§ PROBLEM TO SOLVE
Where "water" appears in a line of the entries below, that line should be copied.

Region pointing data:
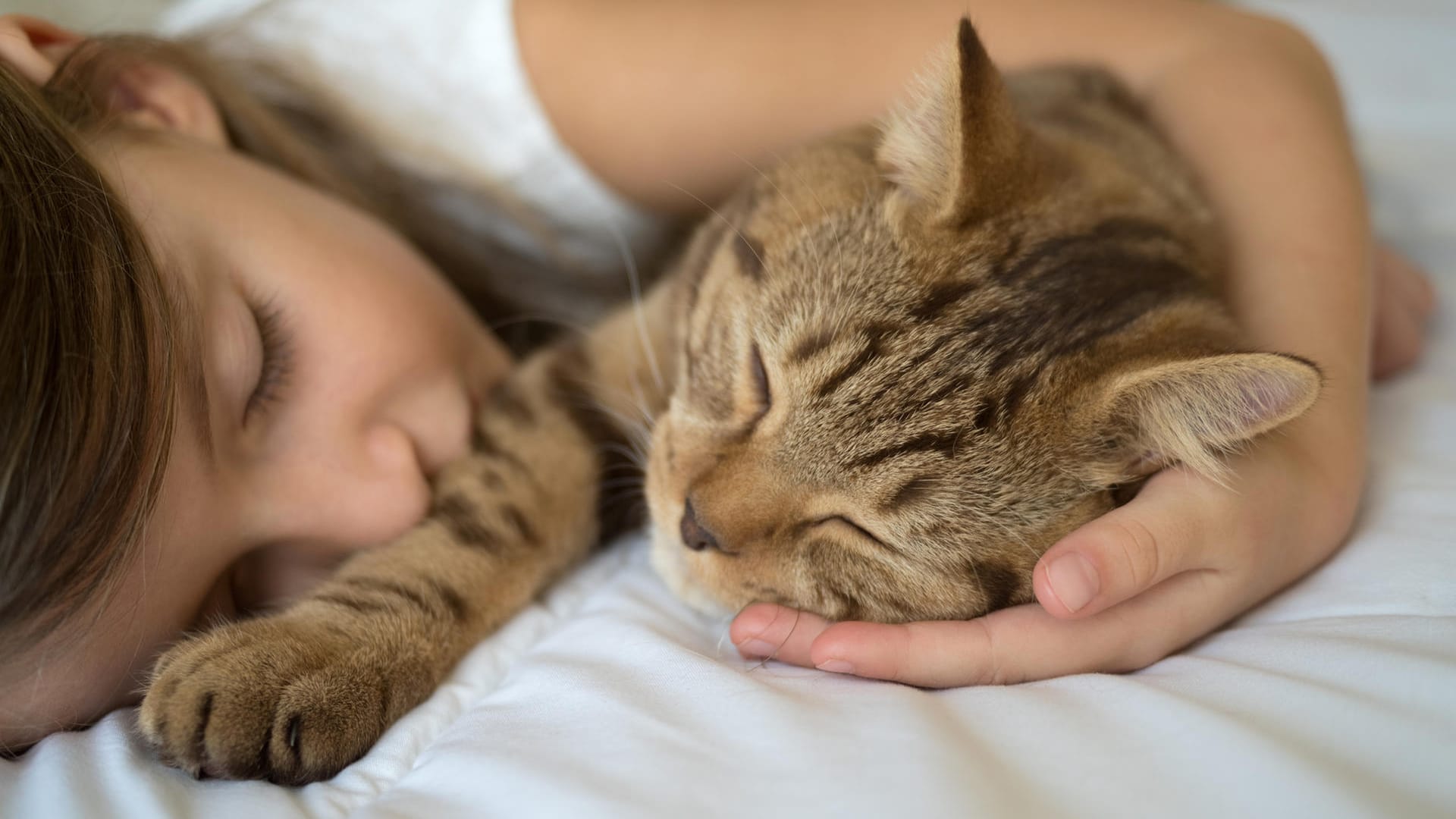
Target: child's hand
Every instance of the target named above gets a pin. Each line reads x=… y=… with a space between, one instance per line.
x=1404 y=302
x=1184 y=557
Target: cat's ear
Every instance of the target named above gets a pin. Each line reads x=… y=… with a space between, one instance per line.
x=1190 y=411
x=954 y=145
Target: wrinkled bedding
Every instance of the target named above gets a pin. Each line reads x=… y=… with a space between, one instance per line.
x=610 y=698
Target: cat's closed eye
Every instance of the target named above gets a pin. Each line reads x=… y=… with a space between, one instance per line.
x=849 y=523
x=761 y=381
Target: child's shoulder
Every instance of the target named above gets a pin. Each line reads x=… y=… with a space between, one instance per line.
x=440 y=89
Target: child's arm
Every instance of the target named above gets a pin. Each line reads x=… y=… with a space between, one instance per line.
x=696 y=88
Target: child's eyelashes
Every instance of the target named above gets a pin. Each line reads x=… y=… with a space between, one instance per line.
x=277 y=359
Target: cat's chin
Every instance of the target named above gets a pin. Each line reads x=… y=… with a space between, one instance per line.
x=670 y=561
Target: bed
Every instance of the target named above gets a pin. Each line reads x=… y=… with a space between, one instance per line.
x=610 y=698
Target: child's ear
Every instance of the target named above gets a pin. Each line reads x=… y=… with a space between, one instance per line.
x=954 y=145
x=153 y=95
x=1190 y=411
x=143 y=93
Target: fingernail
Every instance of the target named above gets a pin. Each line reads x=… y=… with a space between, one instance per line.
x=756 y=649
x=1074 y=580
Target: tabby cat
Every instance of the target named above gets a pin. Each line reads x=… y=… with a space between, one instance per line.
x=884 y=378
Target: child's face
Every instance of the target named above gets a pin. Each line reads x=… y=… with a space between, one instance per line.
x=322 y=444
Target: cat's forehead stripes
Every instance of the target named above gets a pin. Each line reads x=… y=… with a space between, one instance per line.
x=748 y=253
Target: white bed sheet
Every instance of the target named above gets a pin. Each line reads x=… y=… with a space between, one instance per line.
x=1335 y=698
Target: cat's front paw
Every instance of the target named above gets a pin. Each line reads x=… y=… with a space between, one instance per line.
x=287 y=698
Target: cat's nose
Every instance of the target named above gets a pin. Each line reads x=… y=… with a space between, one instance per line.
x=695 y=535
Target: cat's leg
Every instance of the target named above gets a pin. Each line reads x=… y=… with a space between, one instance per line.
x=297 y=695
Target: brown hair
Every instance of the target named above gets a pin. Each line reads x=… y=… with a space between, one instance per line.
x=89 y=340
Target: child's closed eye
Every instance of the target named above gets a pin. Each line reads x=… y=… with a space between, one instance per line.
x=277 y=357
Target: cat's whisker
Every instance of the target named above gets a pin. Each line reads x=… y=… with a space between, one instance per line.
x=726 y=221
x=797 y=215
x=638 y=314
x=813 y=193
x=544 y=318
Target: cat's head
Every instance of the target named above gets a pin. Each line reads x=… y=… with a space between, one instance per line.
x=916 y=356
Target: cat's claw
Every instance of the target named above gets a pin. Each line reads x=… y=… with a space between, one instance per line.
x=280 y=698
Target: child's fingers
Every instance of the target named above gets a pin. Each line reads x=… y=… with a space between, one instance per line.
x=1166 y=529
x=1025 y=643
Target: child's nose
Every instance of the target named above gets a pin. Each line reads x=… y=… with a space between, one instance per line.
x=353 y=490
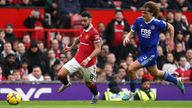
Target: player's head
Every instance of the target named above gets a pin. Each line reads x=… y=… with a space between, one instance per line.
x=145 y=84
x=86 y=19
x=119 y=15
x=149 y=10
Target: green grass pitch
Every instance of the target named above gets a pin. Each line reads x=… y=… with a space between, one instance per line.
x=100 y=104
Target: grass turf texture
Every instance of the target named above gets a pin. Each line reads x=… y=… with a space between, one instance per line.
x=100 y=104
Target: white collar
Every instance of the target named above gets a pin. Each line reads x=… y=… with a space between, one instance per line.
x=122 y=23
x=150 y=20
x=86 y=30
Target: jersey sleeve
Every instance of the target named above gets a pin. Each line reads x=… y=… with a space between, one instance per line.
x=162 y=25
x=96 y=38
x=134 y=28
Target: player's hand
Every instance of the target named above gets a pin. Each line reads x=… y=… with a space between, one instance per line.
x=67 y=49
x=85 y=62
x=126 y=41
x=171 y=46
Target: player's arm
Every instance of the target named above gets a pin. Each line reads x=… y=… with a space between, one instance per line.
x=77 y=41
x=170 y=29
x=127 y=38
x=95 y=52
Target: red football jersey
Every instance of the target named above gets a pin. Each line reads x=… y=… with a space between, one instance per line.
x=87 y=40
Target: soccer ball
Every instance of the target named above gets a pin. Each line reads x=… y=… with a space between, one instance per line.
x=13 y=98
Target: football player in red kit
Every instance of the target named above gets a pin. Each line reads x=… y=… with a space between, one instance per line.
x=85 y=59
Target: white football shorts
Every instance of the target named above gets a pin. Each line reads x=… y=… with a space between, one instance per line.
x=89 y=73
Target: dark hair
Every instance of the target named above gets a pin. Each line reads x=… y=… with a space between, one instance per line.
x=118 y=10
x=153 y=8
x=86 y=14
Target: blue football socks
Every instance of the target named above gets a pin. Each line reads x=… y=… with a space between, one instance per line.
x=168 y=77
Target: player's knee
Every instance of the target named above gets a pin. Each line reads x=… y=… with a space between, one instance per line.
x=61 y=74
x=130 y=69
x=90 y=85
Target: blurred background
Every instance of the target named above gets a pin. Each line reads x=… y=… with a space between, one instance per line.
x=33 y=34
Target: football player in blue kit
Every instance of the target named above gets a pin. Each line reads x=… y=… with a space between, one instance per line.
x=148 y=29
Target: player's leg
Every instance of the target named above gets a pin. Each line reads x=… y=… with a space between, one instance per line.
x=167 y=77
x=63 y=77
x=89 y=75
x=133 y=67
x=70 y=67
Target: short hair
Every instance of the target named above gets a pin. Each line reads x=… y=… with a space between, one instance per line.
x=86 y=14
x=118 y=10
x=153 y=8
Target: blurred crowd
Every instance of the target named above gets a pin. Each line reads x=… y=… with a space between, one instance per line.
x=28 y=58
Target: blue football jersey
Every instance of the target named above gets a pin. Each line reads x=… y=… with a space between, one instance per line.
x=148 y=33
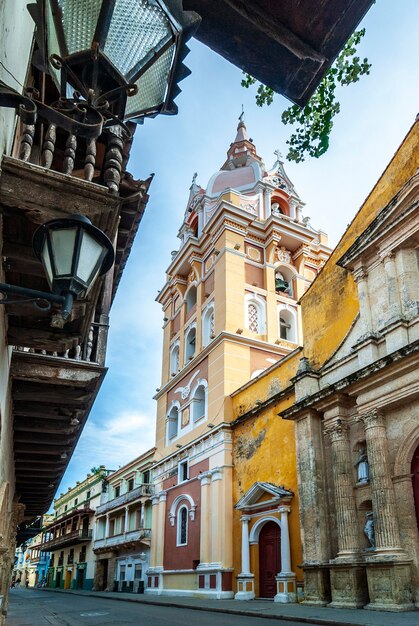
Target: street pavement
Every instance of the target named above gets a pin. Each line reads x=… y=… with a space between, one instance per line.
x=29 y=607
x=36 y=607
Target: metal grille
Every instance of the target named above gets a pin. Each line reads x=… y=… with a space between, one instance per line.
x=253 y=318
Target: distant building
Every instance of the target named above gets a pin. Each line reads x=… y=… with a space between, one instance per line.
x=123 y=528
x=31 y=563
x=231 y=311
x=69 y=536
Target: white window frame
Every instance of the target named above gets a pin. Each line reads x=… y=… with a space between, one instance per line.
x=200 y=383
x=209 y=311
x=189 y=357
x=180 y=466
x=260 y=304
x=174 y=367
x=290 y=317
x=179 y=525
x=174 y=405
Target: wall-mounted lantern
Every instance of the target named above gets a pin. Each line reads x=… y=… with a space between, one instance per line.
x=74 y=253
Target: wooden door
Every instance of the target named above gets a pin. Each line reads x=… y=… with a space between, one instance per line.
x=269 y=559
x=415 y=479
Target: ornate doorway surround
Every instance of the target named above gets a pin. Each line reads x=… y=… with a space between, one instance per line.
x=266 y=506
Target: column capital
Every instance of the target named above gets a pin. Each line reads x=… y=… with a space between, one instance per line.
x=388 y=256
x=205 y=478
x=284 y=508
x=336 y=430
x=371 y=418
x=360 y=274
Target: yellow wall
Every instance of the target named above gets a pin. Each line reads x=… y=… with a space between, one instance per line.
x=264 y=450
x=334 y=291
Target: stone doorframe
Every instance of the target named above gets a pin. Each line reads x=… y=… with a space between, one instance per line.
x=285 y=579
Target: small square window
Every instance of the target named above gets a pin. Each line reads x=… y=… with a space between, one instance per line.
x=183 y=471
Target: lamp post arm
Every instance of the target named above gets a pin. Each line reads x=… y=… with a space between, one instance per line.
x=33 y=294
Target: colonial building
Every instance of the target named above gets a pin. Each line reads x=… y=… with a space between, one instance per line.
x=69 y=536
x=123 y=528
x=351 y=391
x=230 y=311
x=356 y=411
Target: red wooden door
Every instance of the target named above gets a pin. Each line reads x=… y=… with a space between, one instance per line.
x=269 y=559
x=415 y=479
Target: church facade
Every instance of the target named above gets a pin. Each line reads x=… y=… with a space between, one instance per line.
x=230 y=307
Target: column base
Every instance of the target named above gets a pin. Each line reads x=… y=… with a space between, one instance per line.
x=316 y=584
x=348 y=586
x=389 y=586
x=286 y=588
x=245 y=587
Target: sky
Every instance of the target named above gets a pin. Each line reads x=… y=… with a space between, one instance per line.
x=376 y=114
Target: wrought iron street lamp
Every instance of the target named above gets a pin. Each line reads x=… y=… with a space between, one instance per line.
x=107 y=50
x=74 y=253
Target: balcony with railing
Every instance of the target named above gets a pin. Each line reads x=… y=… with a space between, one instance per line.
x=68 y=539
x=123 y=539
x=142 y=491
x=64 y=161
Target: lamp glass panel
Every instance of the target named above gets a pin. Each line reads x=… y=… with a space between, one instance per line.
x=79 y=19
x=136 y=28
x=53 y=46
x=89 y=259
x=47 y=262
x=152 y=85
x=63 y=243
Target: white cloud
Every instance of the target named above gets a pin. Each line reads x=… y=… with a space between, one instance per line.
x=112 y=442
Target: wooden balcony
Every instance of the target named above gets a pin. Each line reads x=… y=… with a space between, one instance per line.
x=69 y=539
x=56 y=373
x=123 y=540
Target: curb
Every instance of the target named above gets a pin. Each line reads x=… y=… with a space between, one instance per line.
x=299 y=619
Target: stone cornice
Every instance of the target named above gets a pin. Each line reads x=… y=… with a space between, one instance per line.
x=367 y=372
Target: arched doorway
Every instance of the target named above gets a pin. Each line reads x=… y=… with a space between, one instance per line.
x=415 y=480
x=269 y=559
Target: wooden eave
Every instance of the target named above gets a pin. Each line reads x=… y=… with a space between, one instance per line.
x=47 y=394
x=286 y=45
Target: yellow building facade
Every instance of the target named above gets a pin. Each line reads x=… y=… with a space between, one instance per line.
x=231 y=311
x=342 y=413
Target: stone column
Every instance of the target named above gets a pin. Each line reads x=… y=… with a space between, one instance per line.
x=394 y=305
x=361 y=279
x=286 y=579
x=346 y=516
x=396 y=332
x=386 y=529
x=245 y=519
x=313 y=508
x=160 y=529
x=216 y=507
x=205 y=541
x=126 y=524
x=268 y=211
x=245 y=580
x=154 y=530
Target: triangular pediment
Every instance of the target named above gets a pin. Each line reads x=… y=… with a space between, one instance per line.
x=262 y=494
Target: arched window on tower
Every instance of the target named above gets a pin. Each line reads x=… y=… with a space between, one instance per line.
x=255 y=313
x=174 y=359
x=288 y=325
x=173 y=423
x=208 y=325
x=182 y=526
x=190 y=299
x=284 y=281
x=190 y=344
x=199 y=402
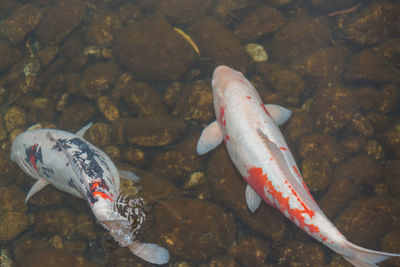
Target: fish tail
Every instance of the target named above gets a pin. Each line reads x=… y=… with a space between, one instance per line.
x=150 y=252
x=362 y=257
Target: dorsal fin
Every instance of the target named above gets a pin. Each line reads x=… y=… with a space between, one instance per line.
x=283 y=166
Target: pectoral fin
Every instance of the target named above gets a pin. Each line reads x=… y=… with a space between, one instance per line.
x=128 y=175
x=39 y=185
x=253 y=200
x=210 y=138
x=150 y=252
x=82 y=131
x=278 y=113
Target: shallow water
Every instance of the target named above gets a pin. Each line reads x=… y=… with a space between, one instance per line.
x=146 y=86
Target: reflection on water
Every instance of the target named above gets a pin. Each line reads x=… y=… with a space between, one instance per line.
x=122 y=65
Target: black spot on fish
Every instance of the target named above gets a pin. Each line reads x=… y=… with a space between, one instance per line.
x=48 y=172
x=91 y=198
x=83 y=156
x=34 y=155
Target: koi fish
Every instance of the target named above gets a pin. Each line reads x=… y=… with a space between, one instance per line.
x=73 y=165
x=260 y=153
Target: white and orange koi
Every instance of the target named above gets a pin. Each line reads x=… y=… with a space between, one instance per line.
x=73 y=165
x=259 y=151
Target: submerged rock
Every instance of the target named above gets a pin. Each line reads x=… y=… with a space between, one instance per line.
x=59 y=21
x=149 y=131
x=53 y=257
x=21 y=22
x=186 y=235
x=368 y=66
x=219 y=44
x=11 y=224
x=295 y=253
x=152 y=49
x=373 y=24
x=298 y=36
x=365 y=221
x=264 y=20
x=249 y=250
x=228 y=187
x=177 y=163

§ SOLUTION TO THIS TASK
Target: shallow water
Target: reflection on water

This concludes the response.